----- SOURCE RECORDS

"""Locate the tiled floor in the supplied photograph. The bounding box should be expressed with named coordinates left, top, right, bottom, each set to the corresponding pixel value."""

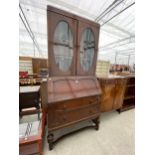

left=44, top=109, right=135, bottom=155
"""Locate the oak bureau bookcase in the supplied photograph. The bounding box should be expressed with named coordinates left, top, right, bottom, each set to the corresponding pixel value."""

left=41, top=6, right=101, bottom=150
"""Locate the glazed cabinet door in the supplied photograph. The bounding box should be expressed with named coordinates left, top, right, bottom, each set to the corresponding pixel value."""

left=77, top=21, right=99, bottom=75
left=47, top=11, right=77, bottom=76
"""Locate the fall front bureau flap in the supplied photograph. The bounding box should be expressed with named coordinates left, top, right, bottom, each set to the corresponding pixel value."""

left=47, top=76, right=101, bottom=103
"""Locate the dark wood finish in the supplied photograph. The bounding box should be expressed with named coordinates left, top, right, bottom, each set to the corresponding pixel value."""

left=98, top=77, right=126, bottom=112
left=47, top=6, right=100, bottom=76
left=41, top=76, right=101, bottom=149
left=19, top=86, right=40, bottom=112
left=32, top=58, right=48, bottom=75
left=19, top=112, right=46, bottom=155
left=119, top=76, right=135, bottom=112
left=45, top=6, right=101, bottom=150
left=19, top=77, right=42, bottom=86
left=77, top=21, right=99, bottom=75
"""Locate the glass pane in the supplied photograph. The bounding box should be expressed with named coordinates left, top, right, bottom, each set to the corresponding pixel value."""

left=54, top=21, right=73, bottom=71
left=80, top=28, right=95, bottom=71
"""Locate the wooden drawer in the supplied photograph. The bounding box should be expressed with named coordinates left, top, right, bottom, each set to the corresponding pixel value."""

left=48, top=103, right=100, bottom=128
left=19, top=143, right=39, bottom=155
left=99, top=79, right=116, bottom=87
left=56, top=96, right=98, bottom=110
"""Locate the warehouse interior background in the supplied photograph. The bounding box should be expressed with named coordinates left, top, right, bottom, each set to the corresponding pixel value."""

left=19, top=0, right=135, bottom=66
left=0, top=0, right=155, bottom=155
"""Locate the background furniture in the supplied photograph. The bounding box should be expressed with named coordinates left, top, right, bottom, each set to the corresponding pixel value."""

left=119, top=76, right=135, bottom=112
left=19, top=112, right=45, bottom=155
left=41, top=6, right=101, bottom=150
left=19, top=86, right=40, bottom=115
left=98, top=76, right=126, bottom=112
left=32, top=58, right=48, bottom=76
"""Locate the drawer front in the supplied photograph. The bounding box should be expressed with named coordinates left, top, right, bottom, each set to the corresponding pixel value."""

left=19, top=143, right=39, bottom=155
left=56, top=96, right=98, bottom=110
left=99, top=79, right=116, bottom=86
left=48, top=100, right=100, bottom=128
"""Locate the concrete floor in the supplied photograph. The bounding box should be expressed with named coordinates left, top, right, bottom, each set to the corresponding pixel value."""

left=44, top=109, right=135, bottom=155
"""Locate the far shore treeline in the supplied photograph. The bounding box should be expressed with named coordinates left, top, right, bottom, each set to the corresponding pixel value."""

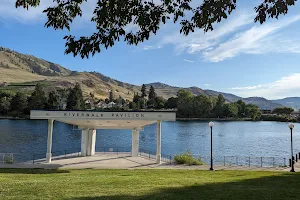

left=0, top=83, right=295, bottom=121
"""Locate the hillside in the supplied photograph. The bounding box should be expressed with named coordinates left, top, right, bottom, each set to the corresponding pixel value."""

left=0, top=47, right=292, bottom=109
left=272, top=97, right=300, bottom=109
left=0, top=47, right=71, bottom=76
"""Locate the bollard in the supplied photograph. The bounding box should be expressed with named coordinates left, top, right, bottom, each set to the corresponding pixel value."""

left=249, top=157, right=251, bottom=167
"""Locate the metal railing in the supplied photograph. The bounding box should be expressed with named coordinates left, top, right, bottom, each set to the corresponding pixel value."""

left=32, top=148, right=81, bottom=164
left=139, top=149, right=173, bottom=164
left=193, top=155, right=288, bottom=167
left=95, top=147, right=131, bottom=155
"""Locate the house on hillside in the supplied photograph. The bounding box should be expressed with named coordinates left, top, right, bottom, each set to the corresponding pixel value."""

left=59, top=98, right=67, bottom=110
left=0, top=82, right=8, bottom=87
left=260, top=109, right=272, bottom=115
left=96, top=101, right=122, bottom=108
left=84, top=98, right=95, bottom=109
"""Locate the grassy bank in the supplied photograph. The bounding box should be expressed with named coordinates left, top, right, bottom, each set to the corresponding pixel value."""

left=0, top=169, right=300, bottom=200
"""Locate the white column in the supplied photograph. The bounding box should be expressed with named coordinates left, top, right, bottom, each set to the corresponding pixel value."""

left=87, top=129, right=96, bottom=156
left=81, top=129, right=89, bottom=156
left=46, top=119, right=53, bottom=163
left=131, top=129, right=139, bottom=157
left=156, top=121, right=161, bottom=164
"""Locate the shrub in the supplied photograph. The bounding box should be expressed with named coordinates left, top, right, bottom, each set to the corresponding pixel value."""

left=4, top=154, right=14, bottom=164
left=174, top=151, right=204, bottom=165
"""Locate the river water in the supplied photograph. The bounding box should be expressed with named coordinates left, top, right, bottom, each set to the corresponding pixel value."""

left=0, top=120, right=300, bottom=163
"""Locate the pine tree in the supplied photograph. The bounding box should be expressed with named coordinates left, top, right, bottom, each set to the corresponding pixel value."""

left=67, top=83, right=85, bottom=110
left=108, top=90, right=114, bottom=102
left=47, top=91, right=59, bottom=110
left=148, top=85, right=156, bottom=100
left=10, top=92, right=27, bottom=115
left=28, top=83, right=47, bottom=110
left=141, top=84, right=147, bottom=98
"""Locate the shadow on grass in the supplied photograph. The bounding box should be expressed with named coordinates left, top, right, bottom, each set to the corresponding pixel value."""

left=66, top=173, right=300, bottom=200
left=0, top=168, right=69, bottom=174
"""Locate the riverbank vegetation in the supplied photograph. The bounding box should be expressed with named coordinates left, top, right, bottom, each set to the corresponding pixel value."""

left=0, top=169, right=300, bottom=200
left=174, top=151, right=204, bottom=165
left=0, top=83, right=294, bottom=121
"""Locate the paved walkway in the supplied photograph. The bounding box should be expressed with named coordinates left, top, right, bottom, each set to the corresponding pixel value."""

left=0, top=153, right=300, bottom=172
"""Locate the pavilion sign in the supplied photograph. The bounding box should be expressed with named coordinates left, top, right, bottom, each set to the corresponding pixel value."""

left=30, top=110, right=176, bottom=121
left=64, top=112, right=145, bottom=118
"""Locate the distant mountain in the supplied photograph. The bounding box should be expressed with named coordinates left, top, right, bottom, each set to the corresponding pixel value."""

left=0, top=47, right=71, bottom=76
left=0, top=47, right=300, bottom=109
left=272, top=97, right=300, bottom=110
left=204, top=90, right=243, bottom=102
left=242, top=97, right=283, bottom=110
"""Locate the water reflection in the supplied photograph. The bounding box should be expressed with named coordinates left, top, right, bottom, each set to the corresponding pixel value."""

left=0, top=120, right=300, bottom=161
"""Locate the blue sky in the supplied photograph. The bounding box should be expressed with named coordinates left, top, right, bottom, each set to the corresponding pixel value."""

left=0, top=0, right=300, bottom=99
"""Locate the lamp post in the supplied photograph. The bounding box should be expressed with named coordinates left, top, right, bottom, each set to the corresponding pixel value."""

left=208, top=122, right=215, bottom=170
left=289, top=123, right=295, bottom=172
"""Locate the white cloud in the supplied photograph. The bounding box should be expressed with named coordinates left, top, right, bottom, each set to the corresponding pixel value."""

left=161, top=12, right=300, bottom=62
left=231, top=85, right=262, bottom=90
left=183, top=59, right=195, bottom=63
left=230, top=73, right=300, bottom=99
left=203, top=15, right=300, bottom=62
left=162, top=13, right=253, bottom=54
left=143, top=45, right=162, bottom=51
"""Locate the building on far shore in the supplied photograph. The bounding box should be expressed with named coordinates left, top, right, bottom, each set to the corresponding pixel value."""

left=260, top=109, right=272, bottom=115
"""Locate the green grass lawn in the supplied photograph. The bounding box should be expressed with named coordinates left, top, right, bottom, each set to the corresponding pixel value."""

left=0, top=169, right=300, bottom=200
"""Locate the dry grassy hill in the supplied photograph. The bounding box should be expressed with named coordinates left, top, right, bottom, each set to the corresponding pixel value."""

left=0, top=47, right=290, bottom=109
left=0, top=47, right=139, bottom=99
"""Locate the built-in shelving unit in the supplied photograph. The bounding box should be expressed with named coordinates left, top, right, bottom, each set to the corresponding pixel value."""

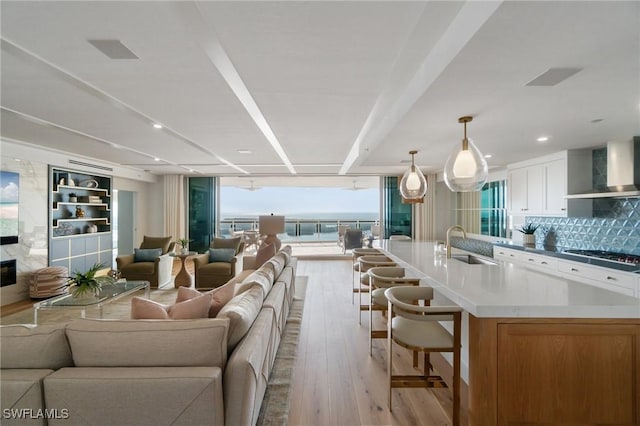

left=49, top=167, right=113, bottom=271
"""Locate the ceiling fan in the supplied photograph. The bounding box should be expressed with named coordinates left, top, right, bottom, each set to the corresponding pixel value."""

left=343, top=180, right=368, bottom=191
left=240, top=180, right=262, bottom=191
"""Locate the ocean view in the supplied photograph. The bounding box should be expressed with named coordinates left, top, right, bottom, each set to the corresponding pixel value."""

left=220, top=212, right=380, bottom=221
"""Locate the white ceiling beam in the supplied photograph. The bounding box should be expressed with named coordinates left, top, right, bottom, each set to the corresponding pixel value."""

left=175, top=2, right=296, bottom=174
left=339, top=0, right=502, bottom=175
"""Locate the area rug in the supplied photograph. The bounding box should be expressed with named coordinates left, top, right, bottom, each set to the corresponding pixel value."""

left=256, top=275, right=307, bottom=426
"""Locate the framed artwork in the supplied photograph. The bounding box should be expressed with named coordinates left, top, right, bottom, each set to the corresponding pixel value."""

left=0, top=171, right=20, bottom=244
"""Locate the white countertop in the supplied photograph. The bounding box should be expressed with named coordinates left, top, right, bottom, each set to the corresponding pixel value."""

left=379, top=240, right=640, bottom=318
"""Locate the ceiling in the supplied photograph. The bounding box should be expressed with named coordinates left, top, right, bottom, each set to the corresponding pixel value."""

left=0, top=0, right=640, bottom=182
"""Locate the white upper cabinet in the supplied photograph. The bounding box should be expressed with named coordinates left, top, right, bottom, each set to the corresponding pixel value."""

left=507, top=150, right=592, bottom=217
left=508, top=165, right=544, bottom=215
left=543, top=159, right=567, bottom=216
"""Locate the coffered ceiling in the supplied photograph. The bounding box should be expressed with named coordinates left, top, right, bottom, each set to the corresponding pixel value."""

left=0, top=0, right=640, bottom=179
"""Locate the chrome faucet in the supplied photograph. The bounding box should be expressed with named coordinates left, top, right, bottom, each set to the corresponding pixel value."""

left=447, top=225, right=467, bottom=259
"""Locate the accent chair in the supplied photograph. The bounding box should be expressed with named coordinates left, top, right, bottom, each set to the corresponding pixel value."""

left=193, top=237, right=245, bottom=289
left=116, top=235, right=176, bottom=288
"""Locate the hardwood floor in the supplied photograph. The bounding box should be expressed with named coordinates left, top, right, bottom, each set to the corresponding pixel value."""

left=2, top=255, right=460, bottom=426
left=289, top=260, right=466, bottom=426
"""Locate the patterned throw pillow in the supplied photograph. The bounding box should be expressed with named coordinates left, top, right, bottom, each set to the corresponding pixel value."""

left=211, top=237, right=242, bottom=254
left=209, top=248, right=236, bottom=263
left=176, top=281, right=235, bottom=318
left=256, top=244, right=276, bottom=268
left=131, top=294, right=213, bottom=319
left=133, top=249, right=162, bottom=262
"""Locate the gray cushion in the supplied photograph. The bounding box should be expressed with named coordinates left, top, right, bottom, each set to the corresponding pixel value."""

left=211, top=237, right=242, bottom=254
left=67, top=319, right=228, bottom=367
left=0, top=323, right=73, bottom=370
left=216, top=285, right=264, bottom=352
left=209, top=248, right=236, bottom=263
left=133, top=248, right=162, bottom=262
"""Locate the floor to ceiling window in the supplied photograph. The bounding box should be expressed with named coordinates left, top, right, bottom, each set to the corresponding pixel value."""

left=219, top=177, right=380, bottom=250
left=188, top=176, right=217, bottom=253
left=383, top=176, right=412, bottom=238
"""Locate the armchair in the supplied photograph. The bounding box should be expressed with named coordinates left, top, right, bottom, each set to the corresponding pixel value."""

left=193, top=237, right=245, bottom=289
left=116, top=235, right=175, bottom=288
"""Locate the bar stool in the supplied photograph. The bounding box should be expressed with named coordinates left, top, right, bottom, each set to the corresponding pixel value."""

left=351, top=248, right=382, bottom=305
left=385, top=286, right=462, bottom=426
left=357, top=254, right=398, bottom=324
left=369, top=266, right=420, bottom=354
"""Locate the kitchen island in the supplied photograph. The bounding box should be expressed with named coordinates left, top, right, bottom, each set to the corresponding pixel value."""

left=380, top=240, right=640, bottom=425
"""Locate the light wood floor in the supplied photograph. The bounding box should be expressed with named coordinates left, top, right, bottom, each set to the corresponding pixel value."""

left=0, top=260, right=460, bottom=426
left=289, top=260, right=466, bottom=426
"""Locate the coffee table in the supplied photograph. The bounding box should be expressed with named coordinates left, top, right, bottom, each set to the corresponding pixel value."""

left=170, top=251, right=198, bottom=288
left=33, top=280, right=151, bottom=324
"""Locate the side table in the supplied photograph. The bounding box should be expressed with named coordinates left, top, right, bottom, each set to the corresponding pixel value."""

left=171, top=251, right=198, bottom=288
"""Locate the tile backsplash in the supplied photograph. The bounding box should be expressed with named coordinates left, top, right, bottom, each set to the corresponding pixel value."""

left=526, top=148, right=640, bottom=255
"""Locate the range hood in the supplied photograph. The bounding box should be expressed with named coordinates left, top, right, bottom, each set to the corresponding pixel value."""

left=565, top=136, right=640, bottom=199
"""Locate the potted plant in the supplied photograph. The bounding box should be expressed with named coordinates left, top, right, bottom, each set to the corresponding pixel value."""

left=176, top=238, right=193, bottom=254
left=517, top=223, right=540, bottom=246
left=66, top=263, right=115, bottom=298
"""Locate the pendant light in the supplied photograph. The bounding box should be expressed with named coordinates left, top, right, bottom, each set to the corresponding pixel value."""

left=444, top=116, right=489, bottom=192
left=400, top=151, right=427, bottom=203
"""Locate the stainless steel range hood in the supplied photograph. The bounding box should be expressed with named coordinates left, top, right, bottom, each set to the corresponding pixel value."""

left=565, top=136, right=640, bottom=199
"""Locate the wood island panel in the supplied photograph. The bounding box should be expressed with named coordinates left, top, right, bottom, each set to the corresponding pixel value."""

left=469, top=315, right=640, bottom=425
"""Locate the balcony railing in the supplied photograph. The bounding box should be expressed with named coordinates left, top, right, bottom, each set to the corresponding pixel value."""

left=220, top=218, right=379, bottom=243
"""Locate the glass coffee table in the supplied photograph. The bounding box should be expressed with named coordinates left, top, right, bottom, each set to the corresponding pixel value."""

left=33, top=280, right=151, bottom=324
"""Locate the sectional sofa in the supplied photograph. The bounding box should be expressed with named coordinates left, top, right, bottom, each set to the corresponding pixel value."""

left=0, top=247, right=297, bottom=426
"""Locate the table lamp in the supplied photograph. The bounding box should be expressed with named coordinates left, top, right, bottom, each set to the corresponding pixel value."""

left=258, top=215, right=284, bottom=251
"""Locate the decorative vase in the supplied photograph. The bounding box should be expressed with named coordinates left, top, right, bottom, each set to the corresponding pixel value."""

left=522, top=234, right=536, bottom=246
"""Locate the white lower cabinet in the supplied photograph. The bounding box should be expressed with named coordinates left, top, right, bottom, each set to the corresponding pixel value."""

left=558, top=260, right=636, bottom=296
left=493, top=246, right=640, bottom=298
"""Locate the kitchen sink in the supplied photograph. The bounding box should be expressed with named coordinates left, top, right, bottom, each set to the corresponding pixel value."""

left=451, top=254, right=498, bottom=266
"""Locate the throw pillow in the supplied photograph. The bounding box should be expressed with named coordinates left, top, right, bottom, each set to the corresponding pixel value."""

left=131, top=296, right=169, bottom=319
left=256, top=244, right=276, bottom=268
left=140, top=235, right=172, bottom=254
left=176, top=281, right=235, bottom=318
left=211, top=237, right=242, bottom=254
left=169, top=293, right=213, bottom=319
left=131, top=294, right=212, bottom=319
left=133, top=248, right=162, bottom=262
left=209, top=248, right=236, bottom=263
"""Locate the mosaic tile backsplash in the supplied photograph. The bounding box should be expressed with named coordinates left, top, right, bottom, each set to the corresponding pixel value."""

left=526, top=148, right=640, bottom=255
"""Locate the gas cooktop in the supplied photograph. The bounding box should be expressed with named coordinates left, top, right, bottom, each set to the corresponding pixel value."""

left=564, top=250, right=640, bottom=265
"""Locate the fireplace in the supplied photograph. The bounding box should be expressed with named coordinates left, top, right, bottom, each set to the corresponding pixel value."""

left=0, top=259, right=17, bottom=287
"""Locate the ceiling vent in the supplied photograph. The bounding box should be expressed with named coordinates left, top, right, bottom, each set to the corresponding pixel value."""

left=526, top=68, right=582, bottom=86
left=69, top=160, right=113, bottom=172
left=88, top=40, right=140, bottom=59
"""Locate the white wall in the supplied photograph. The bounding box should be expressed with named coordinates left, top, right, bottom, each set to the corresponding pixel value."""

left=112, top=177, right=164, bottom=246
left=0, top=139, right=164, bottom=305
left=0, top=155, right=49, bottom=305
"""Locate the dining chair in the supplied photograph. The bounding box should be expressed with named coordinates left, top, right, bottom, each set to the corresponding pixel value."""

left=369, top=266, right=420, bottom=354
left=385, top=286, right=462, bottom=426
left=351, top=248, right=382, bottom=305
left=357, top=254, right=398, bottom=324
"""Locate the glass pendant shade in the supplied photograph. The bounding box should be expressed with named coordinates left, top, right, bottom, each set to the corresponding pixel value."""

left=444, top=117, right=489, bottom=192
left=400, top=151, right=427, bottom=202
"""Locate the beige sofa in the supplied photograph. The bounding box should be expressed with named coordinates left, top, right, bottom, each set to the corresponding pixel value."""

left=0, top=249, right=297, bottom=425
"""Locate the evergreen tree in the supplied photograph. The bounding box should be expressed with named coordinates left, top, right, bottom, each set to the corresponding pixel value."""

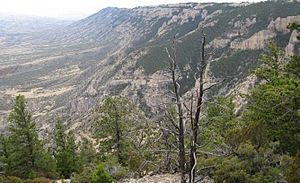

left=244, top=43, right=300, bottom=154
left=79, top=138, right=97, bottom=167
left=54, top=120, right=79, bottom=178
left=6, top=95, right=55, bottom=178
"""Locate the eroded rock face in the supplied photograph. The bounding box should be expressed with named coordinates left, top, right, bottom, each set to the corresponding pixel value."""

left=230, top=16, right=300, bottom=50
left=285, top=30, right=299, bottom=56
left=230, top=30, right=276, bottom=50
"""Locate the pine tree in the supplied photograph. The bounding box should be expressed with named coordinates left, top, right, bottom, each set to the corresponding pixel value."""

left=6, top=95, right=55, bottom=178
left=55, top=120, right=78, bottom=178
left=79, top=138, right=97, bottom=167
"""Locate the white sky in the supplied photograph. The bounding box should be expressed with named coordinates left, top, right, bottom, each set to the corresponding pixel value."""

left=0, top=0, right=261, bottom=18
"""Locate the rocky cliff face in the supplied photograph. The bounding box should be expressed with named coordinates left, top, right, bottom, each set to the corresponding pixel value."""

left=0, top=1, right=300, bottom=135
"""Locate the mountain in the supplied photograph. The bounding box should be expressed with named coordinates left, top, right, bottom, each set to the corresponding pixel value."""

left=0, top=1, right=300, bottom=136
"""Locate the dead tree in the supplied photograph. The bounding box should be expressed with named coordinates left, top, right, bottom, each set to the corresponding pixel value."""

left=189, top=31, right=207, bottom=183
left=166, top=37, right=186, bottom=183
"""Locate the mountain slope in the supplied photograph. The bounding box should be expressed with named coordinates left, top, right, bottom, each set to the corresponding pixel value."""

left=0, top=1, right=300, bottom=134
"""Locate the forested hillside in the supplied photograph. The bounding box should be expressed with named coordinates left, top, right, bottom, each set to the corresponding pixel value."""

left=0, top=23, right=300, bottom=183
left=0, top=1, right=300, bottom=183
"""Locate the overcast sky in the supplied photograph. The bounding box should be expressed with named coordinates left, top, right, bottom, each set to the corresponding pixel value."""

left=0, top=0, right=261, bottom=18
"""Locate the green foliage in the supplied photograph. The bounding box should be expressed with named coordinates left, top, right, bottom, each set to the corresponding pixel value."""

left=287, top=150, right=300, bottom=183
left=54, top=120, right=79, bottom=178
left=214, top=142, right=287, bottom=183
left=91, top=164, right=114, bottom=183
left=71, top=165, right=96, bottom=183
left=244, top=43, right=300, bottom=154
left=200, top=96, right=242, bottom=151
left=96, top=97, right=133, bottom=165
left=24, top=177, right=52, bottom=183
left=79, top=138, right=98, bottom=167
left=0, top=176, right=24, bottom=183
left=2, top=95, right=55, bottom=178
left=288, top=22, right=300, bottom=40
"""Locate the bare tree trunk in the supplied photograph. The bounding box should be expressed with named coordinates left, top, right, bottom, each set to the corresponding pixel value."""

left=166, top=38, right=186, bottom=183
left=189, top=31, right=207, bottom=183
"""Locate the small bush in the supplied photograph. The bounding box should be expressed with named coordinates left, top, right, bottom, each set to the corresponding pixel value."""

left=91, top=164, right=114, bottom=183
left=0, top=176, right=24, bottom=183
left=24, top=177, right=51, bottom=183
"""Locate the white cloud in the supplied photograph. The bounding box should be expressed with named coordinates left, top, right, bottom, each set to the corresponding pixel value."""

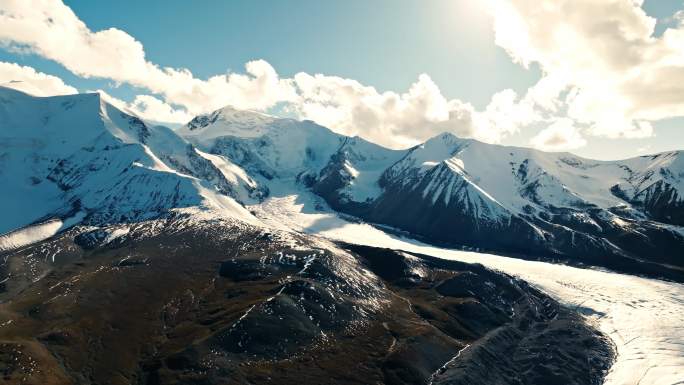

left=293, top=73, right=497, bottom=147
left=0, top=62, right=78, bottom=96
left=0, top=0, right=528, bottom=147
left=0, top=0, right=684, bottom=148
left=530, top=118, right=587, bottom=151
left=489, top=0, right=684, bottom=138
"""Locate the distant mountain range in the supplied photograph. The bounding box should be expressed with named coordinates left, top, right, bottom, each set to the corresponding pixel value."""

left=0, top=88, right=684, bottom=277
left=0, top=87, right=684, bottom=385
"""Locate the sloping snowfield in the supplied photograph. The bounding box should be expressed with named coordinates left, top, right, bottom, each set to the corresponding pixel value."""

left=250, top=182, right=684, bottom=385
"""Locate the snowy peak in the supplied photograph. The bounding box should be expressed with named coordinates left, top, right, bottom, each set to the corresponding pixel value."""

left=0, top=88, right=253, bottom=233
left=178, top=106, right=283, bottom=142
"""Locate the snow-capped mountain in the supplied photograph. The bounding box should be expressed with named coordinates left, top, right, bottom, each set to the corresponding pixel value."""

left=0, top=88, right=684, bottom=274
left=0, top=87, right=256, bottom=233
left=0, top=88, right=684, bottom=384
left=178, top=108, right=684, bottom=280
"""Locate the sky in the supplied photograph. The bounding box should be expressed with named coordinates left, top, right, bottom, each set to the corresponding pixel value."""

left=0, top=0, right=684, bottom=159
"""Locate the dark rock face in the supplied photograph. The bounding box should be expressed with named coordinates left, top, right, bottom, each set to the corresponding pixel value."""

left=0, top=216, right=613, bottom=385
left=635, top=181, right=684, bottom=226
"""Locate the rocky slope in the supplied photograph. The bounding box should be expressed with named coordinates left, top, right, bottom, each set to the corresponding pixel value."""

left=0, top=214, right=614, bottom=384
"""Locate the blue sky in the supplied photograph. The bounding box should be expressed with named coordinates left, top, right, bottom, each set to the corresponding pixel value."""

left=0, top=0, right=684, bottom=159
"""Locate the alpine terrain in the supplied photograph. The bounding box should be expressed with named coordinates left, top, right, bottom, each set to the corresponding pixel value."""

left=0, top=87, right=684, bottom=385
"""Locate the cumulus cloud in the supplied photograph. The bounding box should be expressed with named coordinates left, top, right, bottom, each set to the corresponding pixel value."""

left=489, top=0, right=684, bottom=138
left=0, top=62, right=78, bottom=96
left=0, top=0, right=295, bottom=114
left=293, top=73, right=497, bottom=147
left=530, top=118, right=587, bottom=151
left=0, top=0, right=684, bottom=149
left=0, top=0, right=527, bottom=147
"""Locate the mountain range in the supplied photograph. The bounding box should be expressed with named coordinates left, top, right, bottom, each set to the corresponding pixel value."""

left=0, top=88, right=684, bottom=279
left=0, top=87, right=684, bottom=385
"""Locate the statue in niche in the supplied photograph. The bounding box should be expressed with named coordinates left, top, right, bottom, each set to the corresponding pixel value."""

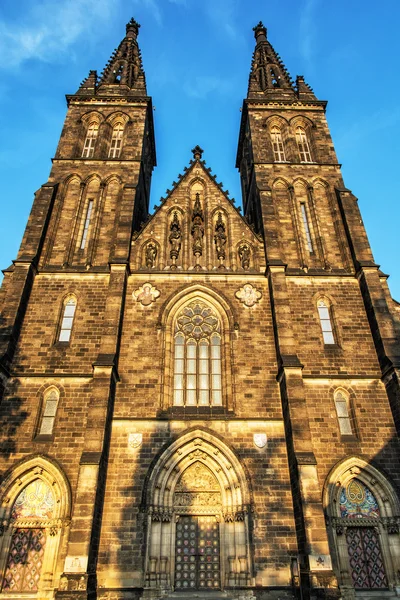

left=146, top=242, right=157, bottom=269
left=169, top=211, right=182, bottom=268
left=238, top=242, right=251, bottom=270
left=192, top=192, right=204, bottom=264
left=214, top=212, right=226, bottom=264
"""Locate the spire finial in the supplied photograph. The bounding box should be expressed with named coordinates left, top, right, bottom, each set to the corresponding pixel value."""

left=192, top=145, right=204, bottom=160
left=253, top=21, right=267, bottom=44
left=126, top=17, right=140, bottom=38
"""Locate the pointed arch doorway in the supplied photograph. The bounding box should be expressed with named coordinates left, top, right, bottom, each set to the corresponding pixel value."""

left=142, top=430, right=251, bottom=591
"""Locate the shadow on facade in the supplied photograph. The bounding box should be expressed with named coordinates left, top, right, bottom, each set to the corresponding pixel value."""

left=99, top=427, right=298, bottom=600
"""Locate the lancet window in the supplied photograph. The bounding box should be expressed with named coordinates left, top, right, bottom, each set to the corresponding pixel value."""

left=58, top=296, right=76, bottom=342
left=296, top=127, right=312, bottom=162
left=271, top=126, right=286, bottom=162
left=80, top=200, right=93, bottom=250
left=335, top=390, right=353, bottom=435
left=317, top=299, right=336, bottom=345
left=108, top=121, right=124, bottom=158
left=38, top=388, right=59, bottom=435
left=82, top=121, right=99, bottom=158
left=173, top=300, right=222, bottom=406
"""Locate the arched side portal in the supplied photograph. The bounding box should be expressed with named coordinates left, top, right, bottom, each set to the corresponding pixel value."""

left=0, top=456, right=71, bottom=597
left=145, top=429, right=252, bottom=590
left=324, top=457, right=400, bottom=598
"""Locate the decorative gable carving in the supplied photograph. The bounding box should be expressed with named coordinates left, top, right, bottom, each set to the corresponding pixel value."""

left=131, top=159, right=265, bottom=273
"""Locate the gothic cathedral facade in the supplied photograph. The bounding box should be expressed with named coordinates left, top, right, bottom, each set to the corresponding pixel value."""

----------

Rewrite the rows that begin at the line containing "the lancet window" and end after the line containing "left=296, top=127, right=312, bottom=162", keeping the request as it is and adding 113 to each bounding box coordinate.

## REPLY TO THE EXERCISE
"""Locate the lancet window in the supplied photograph. The bounding box should be expressed with named coordinates left, top, right, bottom, each set to the corresponding pixel value."""

left=171, top=409, right=189, bottom=455
left=409, top=240, right=425, bottom=275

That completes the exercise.